Page text ▸

Skip to main content

By Earl Ofari Hutchinson

“Does anyone hear us pray?

For Michael Brown or Freddie Gray

Peace is more than the absence of war.”

“If there ain’t no justice then there ain’t no peace.”

Baltimore police officials couldn’t have been too thrilled about these lyrics in May, 2015. They were the lyrics in Prince’s “Baltimore” a rollicking, but moving, and heart felt tribute to the slain Freddy Gray that was released weeks before his May 2015 benefit concert for the Gray family. The lyrics were Prince’s in your face message to Baltimore police and city officials who first stonewalled Gray’s death, and then watched as riots convulsed the city in the aftermath of it.

This was no fly by night cheap, celebrity photo op publicity gambit to capitalize on the turbulent events in the city. The month before the soft-spoken Prince gently reminded and admonished the audience at the Grammys at the Staples Center in Los Angeles, “Albums — remember those?” “Albums still matter. Albums, like books and black lives, still matter.”

Even before Prince took the stage at the Grammys and in Baltimore at the Gray Benefit concert, I remembered the flap that he had caused two years earlier with his lambaste of Wall Street greed in his song “Ol’ Skool Company.” He minced no words, “Fat cats on Wall Street, they got a bailout, while somebody else got to wait.” “$700 billion but my old neighborhood, ain’t nothing changed but the date.”

Information provided ▸
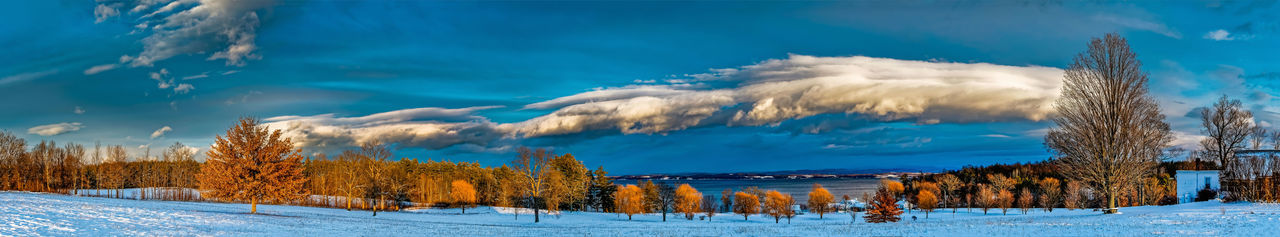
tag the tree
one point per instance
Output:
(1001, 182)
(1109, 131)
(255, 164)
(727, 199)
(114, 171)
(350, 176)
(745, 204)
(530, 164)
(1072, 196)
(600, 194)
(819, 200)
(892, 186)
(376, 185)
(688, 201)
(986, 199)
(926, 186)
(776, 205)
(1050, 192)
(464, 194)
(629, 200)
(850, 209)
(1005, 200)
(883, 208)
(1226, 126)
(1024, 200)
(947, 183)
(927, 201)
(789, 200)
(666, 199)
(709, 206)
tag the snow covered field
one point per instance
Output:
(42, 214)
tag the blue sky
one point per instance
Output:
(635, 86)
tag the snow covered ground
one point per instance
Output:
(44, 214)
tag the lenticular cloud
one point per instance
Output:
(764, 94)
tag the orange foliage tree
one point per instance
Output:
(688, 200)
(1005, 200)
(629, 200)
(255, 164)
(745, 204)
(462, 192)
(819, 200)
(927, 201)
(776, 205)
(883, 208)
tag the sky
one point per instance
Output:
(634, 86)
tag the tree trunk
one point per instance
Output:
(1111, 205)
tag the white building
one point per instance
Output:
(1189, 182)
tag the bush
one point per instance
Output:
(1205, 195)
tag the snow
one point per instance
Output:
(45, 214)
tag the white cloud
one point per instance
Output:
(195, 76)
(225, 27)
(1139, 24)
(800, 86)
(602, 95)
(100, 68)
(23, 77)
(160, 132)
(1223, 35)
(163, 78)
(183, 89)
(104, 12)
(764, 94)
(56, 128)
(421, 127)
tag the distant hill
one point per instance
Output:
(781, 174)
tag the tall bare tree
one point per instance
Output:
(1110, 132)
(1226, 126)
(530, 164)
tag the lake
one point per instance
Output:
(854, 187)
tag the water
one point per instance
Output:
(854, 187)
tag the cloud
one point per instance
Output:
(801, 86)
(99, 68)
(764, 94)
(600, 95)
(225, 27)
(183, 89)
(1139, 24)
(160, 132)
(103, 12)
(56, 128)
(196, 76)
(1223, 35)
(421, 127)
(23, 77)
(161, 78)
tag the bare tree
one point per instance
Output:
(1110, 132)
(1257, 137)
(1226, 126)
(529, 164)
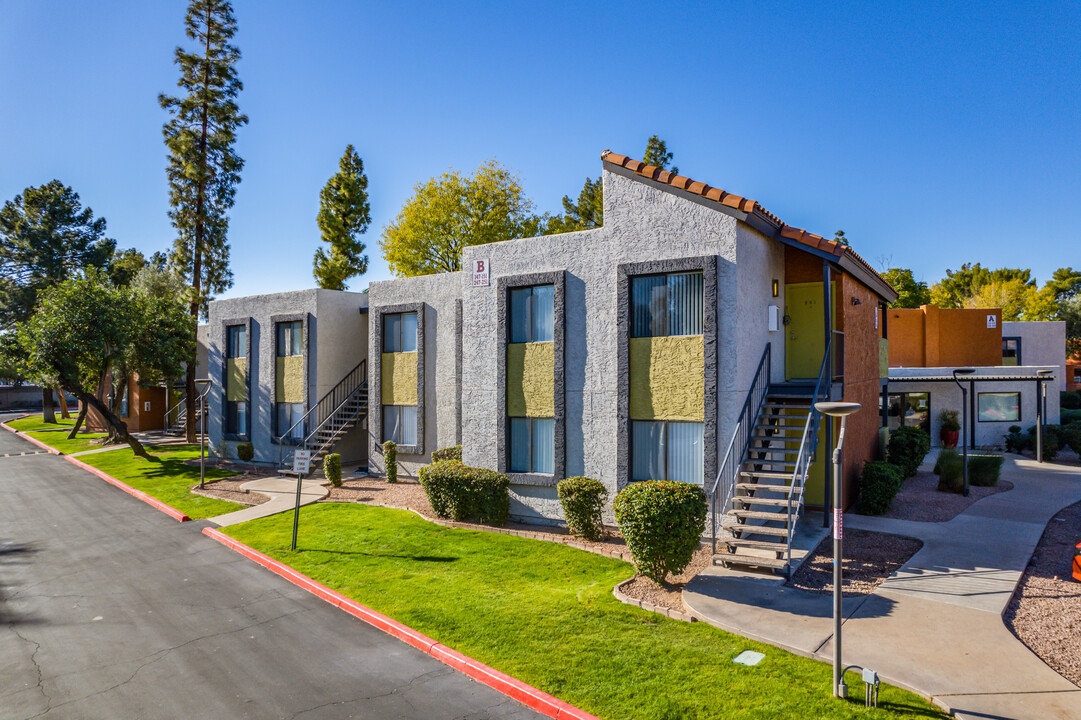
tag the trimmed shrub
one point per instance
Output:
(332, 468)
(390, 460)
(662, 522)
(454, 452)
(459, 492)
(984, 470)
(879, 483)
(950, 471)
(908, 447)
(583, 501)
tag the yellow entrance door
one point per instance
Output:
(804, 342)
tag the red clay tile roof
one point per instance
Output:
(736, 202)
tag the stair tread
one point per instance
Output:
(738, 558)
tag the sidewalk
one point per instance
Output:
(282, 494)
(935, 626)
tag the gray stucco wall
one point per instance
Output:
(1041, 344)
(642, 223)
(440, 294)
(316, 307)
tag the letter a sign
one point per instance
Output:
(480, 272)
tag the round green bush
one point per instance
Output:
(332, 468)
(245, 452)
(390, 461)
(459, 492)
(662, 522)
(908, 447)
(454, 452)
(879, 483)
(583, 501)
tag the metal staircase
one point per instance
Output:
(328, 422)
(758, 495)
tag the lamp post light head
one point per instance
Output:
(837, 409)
---
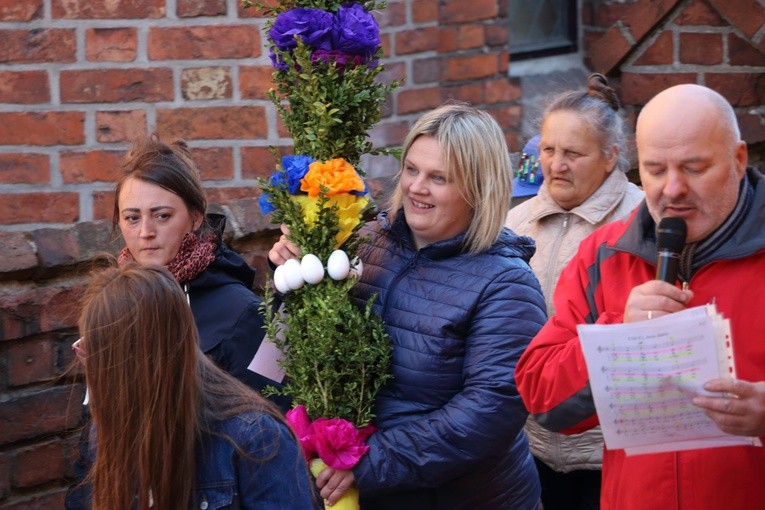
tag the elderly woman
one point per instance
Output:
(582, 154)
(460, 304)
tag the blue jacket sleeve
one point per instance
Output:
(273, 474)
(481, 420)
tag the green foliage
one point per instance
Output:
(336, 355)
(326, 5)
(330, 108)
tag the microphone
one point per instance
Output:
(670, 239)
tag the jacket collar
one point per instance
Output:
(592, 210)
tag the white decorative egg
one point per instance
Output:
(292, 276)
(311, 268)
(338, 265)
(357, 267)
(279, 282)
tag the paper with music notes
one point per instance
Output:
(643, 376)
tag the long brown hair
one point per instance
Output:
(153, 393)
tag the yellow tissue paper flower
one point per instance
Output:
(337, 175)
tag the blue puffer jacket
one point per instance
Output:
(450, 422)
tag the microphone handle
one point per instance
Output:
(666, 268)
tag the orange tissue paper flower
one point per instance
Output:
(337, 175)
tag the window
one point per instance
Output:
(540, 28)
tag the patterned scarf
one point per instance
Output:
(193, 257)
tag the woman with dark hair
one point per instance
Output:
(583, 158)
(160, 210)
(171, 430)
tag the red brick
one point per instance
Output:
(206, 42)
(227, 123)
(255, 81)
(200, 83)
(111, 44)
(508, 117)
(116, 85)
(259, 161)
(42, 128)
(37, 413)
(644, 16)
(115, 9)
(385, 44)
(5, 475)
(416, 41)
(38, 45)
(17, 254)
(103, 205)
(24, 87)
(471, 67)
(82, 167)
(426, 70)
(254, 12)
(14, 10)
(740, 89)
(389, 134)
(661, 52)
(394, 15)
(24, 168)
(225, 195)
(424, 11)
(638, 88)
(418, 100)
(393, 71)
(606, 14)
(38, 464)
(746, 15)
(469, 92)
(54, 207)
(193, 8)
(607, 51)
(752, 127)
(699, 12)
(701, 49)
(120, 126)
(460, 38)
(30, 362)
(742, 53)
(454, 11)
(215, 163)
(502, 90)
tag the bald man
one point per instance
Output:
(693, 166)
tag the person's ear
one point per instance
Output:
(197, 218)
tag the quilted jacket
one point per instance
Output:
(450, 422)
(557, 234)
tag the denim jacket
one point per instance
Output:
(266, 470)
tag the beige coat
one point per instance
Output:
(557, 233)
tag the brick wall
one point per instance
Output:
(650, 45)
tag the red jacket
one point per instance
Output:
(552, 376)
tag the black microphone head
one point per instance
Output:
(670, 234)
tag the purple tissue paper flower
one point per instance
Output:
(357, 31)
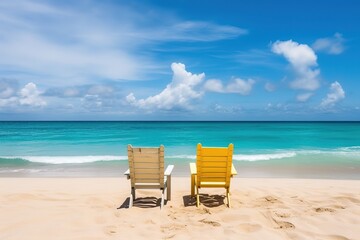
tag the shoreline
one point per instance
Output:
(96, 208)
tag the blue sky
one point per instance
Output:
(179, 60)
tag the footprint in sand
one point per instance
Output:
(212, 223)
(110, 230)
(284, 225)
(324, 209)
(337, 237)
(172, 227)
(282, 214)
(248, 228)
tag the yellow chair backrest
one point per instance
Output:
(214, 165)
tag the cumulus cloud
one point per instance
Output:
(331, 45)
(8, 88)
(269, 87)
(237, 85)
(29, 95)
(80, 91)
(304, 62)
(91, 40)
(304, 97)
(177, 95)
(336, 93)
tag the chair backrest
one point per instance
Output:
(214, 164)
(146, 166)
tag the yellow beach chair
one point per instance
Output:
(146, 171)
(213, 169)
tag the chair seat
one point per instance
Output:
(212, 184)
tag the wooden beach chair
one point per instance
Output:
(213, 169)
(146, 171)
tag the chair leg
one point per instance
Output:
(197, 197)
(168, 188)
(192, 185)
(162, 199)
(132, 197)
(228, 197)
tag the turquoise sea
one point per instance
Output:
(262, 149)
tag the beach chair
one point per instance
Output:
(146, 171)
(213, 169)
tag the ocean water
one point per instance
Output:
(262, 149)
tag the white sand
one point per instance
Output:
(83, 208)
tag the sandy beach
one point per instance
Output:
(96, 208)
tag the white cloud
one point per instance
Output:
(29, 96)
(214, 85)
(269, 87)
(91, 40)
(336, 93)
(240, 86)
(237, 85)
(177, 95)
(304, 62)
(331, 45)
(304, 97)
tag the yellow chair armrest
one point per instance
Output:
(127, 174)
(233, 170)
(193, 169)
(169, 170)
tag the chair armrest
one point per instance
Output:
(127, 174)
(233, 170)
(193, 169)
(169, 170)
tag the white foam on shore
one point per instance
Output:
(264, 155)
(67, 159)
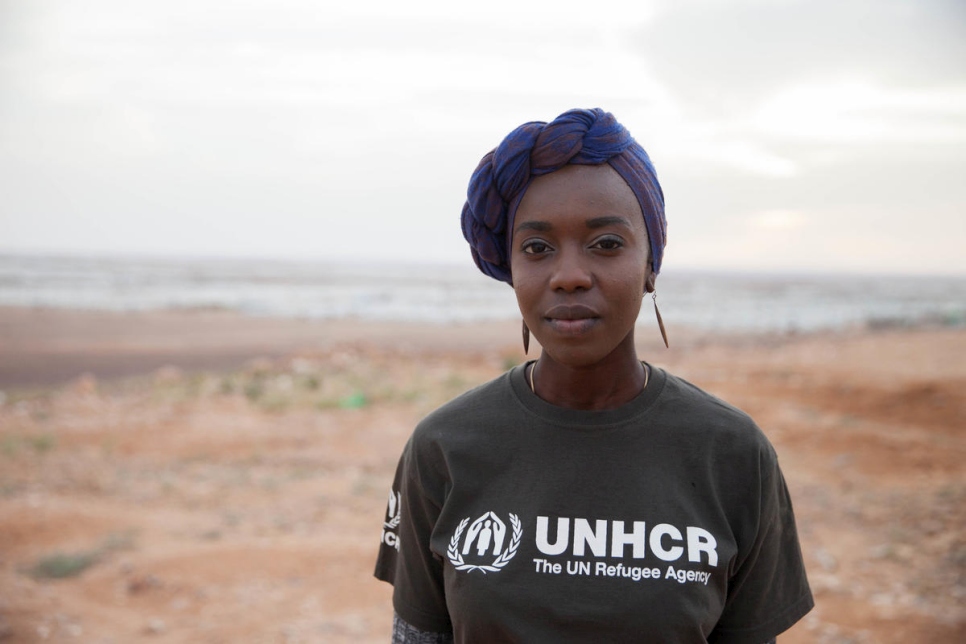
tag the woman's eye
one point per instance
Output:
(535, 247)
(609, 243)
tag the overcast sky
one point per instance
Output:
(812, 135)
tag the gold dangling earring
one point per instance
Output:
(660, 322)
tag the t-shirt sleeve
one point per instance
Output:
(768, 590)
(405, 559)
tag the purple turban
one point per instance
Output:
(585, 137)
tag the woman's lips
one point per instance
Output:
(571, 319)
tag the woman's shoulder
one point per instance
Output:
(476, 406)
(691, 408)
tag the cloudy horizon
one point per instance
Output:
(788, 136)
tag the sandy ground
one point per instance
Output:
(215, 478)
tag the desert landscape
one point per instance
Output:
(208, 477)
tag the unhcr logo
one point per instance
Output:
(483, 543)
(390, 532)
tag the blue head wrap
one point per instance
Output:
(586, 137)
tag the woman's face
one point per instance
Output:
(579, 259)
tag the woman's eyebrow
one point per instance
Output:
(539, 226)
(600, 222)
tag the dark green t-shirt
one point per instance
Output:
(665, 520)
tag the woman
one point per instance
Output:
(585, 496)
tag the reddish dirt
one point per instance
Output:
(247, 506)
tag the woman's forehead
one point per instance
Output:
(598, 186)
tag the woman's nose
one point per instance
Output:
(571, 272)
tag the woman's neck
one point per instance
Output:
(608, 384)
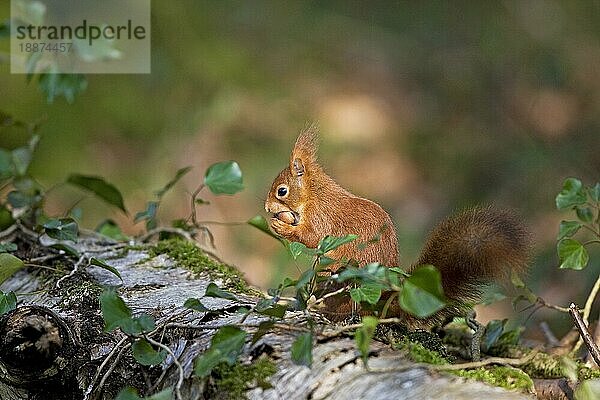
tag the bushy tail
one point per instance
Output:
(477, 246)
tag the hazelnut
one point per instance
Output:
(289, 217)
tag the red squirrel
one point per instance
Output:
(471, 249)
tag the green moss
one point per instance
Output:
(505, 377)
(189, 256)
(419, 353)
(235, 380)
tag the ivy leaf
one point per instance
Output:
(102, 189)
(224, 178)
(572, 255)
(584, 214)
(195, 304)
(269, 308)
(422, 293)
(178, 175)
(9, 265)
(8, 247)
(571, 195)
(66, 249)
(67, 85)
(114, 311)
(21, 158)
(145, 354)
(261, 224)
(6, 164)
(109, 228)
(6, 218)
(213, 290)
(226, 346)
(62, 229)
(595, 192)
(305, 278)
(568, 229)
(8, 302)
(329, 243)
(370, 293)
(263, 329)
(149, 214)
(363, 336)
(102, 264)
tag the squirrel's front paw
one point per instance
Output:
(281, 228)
==
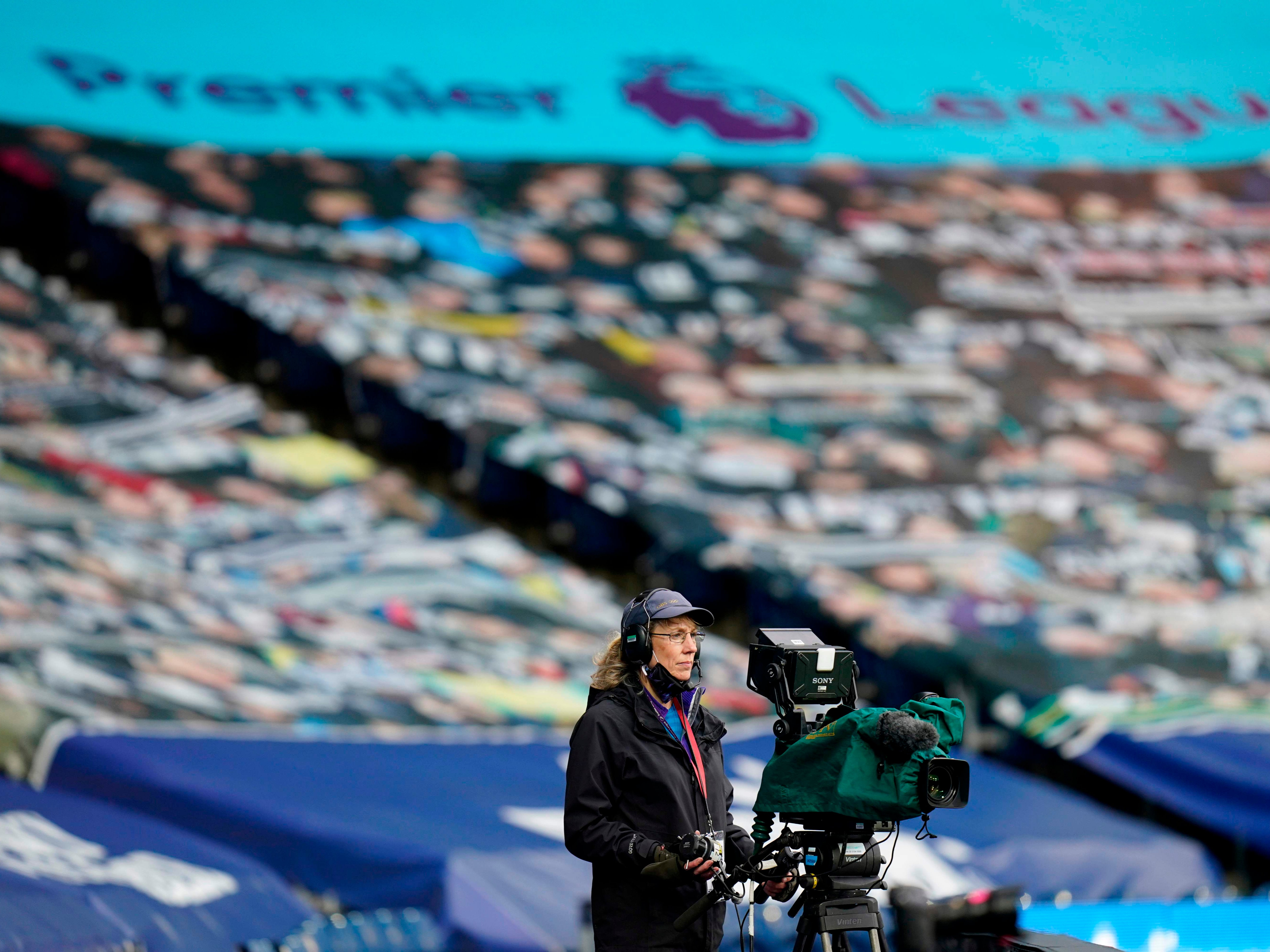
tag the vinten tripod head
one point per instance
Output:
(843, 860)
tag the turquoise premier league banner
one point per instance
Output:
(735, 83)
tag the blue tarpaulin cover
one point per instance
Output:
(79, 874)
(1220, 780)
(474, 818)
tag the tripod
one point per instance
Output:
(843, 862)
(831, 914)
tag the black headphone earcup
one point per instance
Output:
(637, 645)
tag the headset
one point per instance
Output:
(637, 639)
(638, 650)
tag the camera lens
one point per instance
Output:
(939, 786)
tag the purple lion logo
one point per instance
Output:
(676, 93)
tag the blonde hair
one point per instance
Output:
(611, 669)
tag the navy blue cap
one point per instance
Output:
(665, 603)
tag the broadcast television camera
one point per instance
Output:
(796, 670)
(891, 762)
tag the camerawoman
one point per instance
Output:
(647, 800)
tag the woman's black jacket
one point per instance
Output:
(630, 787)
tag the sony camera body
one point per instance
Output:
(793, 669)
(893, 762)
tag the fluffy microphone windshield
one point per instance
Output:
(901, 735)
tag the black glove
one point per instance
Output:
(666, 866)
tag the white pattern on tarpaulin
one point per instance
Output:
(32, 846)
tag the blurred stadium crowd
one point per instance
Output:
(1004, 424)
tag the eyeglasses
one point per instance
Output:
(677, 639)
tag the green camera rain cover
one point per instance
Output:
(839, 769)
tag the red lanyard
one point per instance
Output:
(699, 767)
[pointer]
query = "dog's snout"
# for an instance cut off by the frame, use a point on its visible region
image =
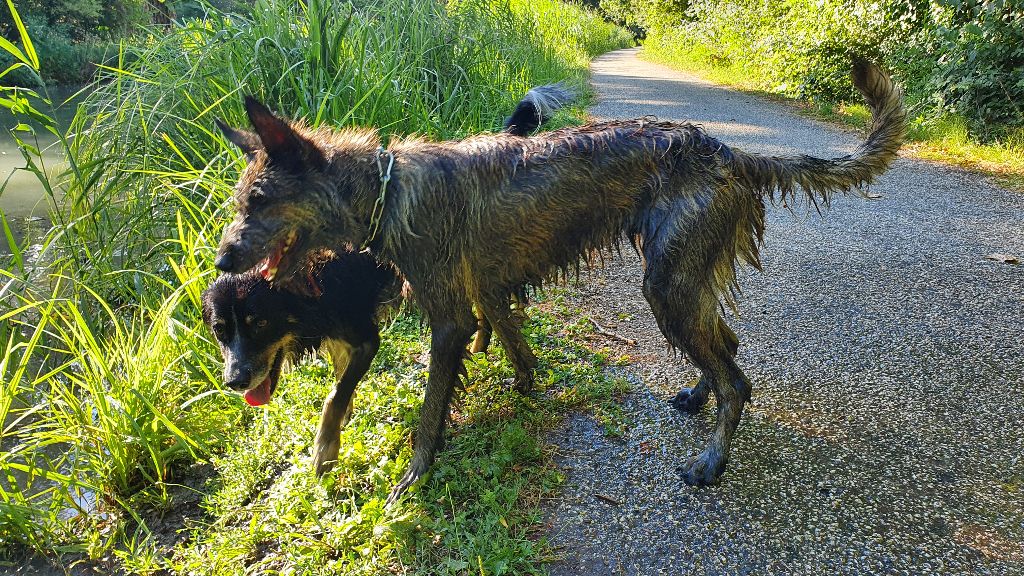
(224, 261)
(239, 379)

What to work on ▸
**1.** Retype the essay about Prince from "Peace is more" up to and including "aftermath of it.".
**2.** Sum up the essay about Prince in two sentences.

Task-by-task results ▸
**1.**
Peace is more than the absence of war.”

“If there ain’t no justice then there ain’t no peace.”

Baltimore police officials couldn’t have been too thrilled about these lyrics in May, 2015. They were the lyrics in Prince’s “Baltimore” a rollicking, but moving, and heart felt tribute to the slain Freddy Gray that was released weeks before his May 2015 benefit concert for the Gray family. The lyrics were Prince’s in your face message to Baltimore police and city officials who first stonewalled Gray’s death, and then watched as riots convulsed the city in the aftermath of it.

**2.** Prince's song "Baltimore," released weeks before his May 2015 benefit concert for Freddie Gray's family, was a pointed message to Baltimore police and city officials, who first stonewalled Gray's death and then watched as riots convulsed the city. The author says this was no publicity gambit, citing Prince's remark at the Grammys that albums, like books and black lives, still matter, and his earlier attack on Wall Street greed in the song "Ol' Skool Company."